● **WHAT THIS TASK INVOLVES**
Reproduce each of the following rows exactly as it appears, omitting the pictures from your answer.

◆ ◆ ◆

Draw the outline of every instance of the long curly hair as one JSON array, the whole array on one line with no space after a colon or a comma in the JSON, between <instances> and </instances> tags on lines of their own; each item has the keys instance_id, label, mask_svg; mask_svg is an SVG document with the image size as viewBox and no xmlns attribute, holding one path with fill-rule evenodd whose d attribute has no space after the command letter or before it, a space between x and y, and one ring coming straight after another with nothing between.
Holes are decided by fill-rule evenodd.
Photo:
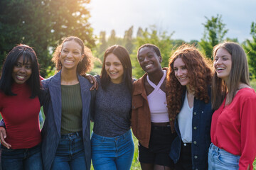
<instances>
[{"instance_id":1,"label":"long curly hair","mask_svg":"<svg viewBox=\"0 0 256 170\"><path fill-rule=\"evenodd\" d=\"M166 76L167 107L172 120L181 111L182 93L186 89L175 76L174 63L177 58L181 58L185 63L189 87L194 91L195 97L205 103L210 100L207 86L210 84L213 76L208 67L210 62L194 46L184 44L174 52L170 58Z\"/></svg>"},{"instance_id":2,"label":"long curly hair","mask_svg":"<svg viewBox=\"0 0 256 170\"><path fill-rule=\"evenodd\" d=\"M77 66L77 72L82 75L85 74L87 72L90 72L91 69L93 67L92 60L94 59L92 56L92 51L85 46L83 42L79 38L75 36L70 36L65 38L62 43L58 45L53 53L53 57L52 58L52 61L55 64L56 72L59 72L62 69L62 64L60 62L60 53L63 49L63 46L64 42L68 41L74 40L77 43L78 43L82 47L82 55L85 55L85 57L82 58L82 62L79 62L78 65Z\"/></svg>"}]
</instances>

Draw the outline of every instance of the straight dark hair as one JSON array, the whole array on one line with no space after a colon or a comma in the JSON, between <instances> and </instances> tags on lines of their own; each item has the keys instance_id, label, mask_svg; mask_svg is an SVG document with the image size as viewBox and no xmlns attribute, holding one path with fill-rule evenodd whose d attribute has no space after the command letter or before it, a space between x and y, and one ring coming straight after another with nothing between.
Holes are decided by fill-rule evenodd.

◆ ◆ ◆

● **WRITTEN ANSWER**
Draw the outline of every instance of the long curly hair as one JSON array, the whole array on one line with no space after a colon or a comma in the JSON, between <instances> and </instances> tags on lines of their own; each item has the keys instance_id, label, mask_svg; mask_svg is an SVG document with the image size as viewBox and no xmlns attribute, holding one path with fill-rule evenodd whose d attribute has no space after the command letter or before it, a space between x and y, and one ring coming straight after another with nothing between.
Holes are decided by fill-rule evenodd.
Photo:
<instances>
[{"instance_id":1,"label":"long curly hair","mask_svg":"<svg viewBox=\"0 0 256 170\"><path fill-rule=\"evenodd\" d=\"M166 76L167 107L172 120L181 111L182 93L186 89L175 76L174 63L177 58L181 58L185 63L189 87L194 91L195 97L205 103L210 100L207 86L210 84L213 76L208 67L210 62L194 46L184 44L174 52L170 58Z\"/></svg>"},{"instance_id":2,"label":"long curly hair","mask_svg":"<svg viewBox=\"0 0 256 170\"><path fill-rule=\"evenodd\" d=\"M77 66L77 72L82 75L85 74L87 72L90 72L91 69L93 67L92 60L94 59L92 56L92 51L85 46L83 42L79 38L75 36L70 36L65 38L62 43L58 45L53 53L53 57L52 58L52 61L55 64L56 72L59 72L62 69L62 64L60 62L60 53L63 49L63 46L64 42L68 41L74 40L77 43L78 43L82 47L82 55L85 55L85 57L82 58L82 62L79 62L78 65Z\"/></svg>"}]
</instances>

Draw the outline of every instance of the straight dark hair as one JSON array, the whole array on one line with no space after a colon or a comma in the JSON, between <instances> and </instances> tags on lines of their own; each item has the keys instance_id, label, mask_svg; mask_svg is an SVG document with the image size as viewBox and no xmlns attribute, holding one path with fill-rule evenodd whose d attribute has no space after the command letter or before it, a space between x and y, and one ring coming straight after another with nothing between.
Holes are decided by fill-rule evenodd.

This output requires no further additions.